Starting with the line that has "Where can you", retype each line down to the end of the entries below, without leaving any out or adding any.

→ Source information
════════════════
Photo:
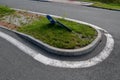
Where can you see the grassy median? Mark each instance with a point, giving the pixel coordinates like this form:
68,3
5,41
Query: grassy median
════════════════
→ Expected answer
Where can you see the grassy median? Mark each instance with a point, giving the pixel coordinates like this form:
68,3
5,41
Query: grassy median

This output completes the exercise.